Starting at the line with "the distant hill.", transcribe each line through the final one, both included, and add nothing.

-------------------------

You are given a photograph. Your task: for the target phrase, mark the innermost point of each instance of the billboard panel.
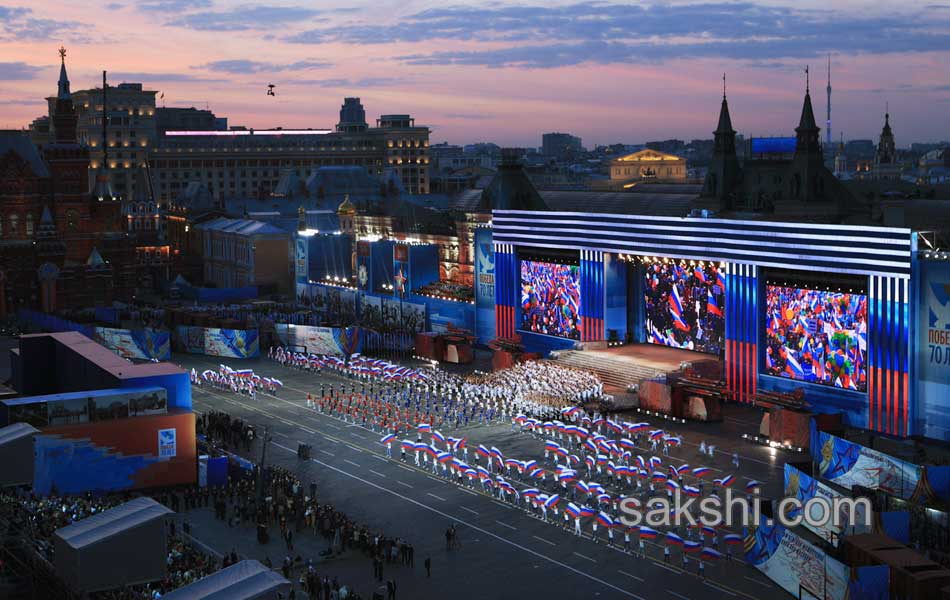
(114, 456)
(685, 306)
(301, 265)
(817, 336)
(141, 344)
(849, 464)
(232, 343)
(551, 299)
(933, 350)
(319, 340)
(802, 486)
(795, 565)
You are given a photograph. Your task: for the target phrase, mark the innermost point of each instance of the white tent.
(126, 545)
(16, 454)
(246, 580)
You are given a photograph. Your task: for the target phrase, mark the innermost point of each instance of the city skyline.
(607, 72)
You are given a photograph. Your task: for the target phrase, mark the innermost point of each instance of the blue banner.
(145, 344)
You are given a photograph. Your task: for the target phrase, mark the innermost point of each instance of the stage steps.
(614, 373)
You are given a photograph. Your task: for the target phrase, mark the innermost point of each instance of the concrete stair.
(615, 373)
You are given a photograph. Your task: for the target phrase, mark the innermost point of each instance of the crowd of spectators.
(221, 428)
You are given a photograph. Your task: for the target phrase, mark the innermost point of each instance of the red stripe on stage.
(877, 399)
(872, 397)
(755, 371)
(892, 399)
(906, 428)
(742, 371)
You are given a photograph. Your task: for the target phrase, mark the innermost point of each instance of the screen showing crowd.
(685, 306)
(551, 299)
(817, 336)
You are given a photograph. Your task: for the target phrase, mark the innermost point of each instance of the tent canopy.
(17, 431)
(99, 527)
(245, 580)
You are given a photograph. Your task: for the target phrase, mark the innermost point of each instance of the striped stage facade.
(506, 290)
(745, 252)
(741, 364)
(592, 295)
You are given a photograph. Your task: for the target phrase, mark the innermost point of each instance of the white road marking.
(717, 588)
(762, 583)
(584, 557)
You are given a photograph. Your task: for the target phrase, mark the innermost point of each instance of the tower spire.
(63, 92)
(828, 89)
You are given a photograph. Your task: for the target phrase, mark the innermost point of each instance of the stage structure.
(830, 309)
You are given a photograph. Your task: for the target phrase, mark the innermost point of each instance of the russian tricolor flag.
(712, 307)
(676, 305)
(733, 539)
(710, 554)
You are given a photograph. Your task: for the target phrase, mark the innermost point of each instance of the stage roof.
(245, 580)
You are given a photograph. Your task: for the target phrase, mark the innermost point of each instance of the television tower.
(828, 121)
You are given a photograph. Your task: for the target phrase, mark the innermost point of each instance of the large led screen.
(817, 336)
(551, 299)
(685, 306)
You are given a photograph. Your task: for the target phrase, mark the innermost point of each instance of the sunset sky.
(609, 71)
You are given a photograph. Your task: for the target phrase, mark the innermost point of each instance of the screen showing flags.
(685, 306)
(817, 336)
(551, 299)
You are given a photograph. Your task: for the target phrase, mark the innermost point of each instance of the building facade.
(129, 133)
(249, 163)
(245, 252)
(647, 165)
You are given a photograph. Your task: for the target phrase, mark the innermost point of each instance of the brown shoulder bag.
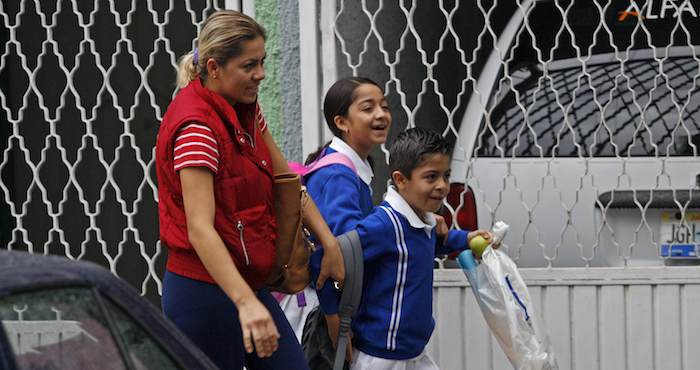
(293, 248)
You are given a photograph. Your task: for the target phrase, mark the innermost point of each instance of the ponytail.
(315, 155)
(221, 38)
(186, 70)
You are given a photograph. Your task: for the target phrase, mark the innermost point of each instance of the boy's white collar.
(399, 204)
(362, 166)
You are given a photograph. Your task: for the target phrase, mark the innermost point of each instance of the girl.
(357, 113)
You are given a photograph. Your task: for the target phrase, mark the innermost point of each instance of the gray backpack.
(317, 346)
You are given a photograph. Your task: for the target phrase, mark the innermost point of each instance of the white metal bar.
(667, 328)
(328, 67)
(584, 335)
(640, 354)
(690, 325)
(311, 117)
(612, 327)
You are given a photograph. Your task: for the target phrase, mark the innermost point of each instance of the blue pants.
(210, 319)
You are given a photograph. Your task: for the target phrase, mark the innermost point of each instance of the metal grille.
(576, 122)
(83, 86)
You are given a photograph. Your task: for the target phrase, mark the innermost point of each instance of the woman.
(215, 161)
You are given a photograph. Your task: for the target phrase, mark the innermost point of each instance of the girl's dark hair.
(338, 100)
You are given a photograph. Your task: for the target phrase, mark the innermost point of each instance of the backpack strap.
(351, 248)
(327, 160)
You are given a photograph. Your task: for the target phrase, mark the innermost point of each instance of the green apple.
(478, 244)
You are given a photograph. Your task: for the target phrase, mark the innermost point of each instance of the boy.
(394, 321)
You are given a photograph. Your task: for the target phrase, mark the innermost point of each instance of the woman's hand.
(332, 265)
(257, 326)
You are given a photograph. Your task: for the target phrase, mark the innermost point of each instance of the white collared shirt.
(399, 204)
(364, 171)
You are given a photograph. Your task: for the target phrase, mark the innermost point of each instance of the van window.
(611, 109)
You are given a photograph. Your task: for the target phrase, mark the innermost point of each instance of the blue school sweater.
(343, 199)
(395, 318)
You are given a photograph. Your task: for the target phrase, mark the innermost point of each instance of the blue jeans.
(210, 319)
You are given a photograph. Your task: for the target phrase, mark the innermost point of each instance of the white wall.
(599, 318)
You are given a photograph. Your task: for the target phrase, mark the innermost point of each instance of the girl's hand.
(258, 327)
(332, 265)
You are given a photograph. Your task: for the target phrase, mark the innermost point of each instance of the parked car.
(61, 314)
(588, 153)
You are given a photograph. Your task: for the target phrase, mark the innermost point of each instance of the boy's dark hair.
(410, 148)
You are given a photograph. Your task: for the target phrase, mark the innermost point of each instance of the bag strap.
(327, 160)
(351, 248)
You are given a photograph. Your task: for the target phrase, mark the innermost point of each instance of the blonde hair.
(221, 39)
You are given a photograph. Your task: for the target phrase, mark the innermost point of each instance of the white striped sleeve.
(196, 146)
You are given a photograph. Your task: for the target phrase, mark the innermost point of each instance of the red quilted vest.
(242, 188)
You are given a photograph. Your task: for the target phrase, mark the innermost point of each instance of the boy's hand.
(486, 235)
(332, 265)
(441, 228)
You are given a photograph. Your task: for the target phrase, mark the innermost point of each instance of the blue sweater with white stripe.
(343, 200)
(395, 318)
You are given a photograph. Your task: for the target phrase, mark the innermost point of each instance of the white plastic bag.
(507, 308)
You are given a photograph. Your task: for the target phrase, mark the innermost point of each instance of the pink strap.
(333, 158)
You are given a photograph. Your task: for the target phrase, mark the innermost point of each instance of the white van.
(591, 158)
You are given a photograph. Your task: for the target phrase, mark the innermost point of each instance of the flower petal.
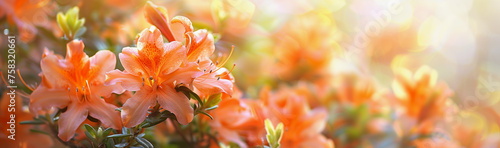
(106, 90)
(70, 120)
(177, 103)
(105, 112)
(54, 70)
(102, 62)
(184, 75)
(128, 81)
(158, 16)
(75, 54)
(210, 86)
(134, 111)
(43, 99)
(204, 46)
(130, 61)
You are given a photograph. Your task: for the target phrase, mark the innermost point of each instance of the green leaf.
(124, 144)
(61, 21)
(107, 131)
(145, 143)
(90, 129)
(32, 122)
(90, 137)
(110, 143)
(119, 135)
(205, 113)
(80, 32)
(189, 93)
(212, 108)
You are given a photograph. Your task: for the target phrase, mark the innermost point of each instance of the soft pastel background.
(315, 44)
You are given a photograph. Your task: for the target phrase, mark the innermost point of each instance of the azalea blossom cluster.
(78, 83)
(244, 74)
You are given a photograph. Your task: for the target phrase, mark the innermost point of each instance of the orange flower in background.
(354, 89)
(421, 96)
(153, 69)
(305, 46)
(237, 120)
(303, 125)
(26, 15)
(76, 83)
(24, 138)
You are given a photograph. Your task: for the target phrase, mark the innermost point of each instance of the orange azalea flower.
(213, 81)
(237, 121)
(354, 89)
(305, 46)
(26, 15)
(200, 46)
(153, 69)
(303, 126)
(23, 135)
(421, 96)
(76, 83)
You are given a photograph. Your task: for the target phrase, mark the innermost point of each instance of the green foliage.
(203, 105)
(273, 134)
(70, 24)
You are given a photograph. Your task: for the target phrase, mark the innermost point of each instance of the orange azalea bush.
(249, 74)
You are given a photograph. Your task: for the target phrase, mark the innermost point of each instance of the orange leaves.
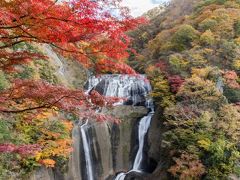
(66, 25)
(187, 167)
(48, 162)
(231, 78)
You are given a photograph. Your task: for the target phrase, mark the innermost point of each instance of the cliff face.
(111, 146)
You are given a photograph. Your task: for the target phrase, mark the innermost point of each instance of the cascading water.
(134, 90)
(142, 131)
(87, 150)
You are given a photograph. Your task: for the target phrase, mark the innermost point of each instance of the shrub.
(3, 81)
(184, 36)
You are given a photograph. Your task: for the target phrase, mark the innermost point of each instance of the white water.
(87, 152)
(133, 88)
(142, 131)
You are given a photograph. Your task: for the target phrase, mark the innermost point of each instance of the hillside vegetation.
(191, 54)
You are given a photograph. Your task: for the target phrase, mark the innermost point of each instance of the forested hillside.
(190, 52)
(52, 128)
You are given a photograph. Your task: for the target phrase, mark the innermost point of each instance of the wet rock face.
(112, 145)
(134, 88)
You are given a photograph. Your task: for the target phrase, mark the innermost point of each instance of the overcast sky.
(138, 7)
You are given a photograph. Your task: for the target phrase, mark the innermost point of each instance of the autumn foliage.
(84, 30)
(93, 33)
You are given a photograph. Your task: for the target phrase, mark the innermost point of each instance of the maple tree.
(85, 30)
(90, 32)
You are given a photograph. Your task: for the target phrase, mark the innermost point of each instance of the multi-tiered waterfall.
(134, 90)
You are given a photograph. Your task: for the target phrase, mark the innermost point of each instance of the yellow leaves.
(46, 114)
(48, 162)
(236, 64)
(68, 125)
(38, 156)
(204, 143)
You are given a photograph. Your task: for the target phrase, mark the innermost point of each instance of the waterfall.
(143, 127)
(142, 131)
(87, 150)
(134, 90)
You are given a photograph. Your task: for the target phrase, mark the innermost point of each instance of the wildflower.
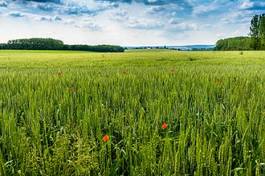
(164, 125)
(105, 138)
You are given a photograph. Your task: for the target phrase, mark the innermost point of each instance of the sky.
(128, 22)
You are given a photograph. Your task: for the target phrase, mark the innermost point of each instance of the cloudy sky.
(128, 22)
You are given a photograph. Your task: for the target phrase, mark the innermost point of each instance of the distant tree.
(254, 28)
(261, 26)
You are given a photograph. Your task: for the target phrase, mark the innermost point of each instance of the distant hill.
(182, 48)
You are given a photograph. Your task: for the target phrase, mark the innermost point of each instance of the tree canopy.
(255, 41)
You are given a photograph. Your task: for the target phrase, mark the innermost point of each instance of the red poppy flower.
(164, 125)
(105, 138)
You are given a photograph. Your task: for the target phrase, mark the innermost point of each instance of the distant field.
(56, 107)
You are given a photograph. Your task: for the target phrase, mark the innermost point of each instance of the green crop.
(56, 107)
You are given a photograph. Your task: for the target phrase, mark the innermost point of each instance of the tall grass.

-------------------------

## Response below
You are given a photograph. Your task: for the target phrase, mark the innermost point of each instance of the distant hill.
(182, 48)
You are given a photograph. Your task: for the target phrase, mark the innermost point of each instance of the tree canopy.
(255, 41)
You are given a photograph. Your task: for the target phrase, mark the innermost point of each instance of the red poppy flower.
(164, 125)
(105, 138)
You are given a photograph. Your task: for the target phrase, mark the innermost point of each instance of the distant field.
(56, 107)
You are given a photograph. Your task: for the target phrase, mark the innermost point of each instance of the green crop.
(56, 107)
You are given a photograph. Your task: for the target phrase, mark the innermost point of each instance of the tall grass.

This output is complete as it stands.